--- GIVEN INFORMATION ---
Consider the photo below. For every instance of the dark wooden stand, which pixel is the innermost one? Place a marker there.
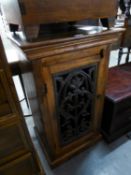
(117, 108)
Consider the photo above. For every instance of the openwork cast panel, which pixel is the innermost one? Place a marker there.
(75, 91)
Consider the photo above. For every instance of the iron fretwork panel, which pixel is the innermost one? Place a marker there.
(75, 91)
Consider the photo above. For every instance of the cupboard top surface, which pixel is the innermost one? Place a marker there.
(48, 11)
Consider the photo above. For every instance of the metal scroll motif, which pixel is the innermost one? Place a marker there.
(74, 96)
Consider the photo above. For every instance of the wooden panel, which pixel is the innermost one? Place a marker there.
(49, 11)
(55, 11)
(24, 165)
(12, 140)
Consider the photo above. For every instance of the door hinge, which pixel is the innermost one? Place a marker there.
(102, 53)
(22, 7)
(44, 89)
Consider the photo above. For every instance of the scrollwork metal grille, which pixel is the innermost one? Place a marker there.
(75, 91)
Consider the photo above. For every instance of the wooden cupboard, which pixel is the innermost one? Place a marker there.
(65, 82)
(17, 154)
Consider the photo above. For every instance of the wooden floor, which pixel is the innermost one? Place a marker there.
(101, 159)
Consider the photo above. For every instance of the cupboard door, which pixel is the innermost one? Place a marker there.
(71, 98)
(6, 104)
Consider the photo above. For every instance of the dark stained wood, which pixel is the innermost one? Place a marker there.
(58, 11)
(17, 154)
(30, 14)
(117, 107)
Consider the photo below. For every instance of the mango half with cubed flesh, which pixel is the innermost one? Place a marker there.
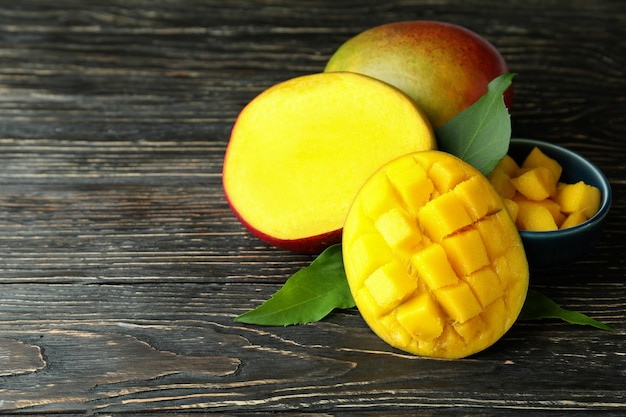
(434, 262)
(300, 151)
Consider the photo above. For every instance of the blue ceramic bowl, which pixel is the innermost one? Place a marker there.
(552, 249)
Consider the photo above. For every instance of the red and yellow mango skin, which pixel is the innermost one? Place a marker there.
(443, 67)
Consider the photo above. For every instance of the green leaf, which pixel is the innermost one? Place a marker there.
(538, 306)
(481, 133)
(308, 296)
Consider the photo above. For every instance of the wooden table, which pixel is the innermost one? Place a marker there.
(122, 267)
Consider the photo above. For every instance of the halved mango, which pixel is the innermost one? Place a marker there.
(451, 276)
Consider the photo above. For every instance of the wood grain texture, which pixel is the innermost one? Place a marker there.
(122, 266)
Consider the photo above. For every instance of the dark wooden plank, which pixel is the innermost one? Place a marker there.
(122, 266)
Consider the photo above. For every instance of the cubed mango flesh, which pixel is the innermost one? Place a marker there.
(458, 275)
(537, 200)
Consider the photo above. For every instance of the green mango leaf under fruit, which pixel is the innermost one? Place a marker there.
(538, 307)
(316, 290)
(480, 134)
(308, 296)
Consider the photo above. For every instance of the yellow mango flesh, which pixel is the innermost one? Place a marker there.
(300, 151)
(440, 275)
(535, 198)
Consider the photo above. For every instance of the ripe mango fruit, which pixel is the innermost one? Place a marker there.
(536, 199)
(434, 262)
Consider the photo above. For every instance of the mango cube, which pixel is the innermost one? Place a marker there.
(579, 197)
(443, 216)
(536, 184)
(478, 198)
(459, 302)
(446, 175)
(535, 217)
(511, 207)
(397, 229)
(486, 285)
(421, 316)
(466, 251)
(501, 181)
(390, 284)
(432, 266)
(574, 219)
(537, 158)
(412, 184)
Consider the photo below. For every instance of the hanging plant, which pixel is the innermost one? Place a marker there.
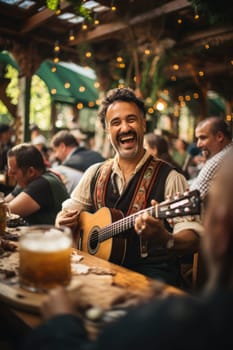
(77, 4)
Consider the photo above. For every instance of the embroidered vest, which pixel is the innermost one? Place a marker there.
(147, 184)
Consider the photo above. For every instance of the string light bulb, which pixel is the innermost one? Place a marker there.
(56, 47)
(96, 20)
(71, 35)
(58, 10)
(113, 6)
(84, 26)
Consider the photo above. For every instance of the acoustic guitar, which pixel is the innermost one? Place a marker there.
(99, 233)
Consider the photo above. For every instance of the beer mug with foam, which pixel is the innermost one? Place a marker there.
(44, 257)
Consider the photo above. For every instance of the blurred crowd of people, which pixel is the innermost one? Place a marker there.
(57, 179)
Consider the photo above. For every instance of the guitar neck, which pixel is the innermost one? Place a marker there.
(123, 224)
(188, 204)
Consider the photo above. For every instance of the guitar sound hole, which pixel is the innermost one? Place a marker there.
(93, 242)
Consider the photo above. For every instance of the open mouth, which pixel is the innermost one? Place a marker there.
(125, 139)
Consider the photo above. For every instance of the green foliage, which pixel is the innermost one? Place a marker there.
(39, 104)
(215, 10)
(77, 4)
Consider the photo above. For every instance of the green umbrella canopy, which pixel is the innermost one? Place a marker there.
(6, 58)
(69, 83)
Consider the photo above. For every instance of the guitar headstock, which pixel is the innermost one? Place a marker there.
(187, 204)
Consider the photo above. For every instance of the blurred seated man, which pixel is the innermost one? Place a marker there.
(177, 322)
(67, 150)
(128, 183)
(215, 140)
(39, 193)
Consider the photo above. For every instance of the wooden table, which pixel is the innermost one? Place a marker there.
(95, 283)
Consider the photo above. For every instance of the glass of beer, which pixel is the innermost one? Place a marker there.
(44, 257)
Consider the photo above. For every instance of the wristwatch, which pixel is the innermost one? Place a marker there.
(170, 242)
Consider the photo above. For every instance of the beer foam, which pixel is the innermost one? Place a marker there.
(50, 241)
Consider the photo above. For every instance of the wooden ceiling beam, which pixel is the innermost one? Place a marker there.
(40, 18)
(101, 31)
(224, 33)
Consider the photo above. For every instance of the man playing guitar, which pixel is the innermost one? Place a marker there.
(132, 181)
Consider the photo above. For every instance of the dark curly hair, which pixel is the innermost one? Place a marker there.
(122, 94)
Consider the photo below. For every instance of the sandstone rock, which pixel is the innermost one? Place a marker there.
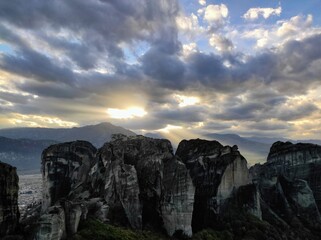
(63, 167)
(294, 161)
(9, 211)
(118, 185)
(216, 171)
(177, 205)
(52, 224)
(154, 188)
(248, 198)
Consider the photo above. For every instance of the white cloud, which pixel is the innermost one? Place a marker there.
(298, 28)
(216, 13)
(202, 2)
(295, 25)
(189, 48)
(255, 13)
(220, 43)
(189, 24)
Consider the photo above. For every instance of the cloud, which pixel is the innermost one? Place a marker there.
(202, 2)
(216, 14)
(255, 13)
(221, 43)
(83, 57)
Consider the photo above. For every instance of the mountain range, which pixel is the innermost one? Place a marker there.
(22, 147)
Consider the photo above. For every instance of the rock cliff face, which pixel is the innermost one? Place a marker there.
(294, 161)
(289, 185)
(9, 212)
(64, 166)
(216, 172)
(141, 178)
(138, 182)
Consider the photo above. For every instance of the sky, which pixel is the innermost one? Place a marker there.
(178, 68)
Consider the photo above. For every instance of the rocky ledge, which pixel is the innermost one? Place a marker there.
(9, 211)
(139, 183)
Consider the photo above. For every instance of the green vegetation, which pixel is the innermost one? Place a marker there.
(94, 229)
(239, 226)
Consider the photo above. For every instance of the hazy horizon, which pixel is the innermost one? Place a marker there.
(181, 69)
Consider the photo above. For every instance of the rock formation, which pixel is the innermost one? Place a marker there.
(216, 172)
(141, 178)
(138, 182)
(65, 169)
(9, 212)
(64, 166)
(289, 184)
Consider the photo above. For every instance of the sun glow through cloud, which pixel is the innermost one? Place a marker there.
(126, 113)
(184, 101)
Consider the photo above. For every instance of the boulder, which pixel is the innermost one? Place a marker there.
(9, 211)
(64, 166)
(216, 172)
(155, 189)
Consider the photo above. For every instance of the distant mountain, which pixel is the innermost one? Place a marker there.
(96, 134)
(270, 140)
(22, 147)
(267, 140)
(253, 151)
(25, 154)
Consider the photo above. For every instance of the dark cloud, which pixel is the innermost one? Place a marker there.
(32, 64)
(296, 112)
(167, 69)
(246, 111)
(60, 47)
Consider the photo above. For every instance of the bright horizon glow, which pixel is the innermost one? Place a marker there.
(126, 113)
(186, 101)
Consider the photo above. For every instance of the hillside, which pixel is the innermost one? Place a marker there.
(22, 147)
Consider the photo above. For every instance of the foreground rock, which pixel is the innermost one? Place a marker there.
(9, 211)
(289, 185)
(144, 184)
(216, 172)
(138, 182)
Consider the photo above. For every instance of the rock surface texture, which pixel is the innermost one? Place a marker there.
(9, 211)
(138, 182)
(216, 172)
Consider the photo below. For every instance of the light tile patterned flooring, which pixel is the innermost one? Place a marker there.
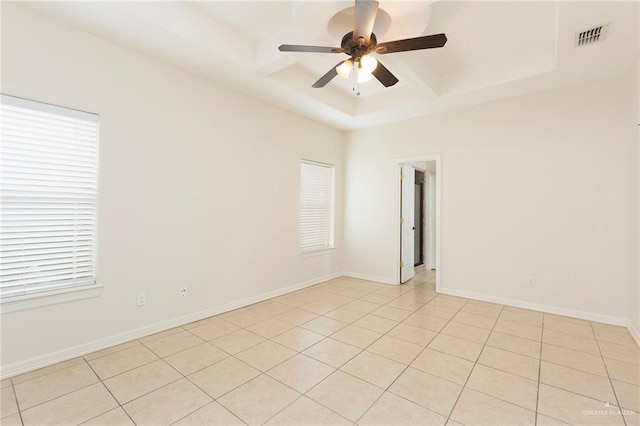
(348, 352)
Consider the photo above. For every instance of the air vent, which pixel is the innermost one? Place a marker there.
(591, 36)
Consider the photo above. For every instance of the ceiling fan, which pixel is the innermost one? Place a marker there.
(360, 43)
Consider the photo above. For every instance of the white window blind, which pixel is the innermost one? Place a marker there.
(48, 194)
(316, 206)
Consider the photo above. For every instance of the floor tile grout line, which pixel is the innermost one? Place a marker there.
(409, 365)
(613, 389)
(102, 381)
(15, 396)
(325, 378)
(361, 350)
(344, 372)
(386, 333)
(453, 407)
(539, 371)
(46, 374)
(59, 396)
(112, 396)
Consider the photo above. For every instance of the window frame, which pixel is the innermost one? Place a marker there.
(37, 298)
(318, 249)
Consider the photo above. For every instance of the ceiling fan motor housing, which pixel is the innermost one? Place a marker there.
(358, 48)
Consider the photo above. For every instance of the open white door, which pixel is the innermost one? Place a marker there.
(407, 223)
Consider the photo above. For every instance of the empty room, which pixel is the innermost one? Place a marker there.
(301, 212)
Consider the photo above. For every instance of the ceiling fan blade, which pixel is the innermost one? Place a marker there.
(311, 49)
(384, 76)
(417, 43)
(327, 77)
(364, 17)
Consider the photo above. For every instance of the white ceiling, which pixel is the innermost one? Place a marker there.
(495, 49)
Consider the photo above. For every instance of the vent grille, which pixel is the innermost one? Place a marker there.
(591, 36)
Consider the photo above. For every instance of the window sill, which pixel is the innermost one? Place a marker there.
(31, 301)
(317, 251)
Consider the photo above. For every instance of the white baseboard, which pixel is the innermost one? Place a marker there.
(634, 333)
(536, 307)
(382, 280)
(31, 364)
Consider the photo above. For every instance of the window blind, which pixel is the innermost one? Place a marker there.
(48, 194)
(316, 206)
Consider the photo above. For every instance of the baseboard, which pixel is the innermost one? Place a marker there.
(536, 307)
(634, 333)
(96, 345)
(370, 278)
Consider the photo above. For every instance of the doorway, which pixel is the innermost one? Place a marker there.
(419, 218)
(418, 209)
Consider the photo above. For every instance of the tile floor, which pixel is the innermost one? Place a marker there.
(348, 352)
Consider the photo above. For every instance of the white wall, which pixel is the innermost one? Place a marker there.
(634, 210)
(534, 185)
(198, 186)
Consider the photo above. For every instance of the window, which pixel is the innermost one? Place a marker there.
(48, 194)
(316, 206)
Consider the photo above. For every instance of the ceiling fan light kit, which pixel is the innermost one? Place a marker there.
(360, 43)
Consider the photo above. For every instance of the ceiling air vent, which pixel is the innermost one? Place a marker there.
(591, 36)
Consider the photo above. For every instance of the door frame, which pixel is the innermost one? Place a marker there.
(397, 205)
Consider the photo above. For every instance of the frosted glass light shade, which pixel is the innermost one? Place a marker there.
(363, 76)
(344, 69)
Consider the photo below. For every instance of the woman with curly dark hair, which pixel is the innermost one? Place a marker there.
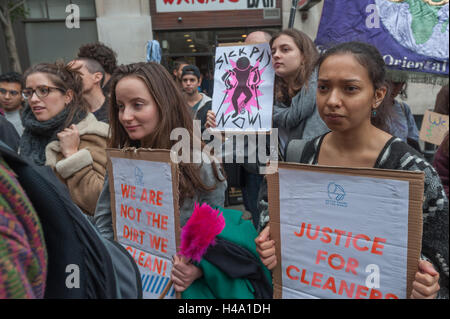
(61, 133)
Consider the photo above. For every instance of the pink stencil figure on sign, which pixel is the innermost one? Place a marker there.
(242, 86)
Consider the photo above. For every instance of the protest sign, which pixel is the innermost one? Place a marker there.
(412, 36)
(434, 127)
(144, 201)
(345, 233)
(243, 88)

--- WORK INSTRUCTION ---
Starting at the line that contains "Consider the photo above. For every instance of the pink", copy every line down to the last line of the records above, exactly as written.

--- REPLY TO THE EXERCISE ---
Consider the photo above. For every instance of the pink stencil figure on sign, which pixel is the innermost one? Place a marker there.
(242, 86)
Consider the photo above. For every instance of the protest sign, which pixel is the innermost one? Place a marker there.
(412, 36)
(434, 127)
(144, 201)
(345, 233)
(243, 88)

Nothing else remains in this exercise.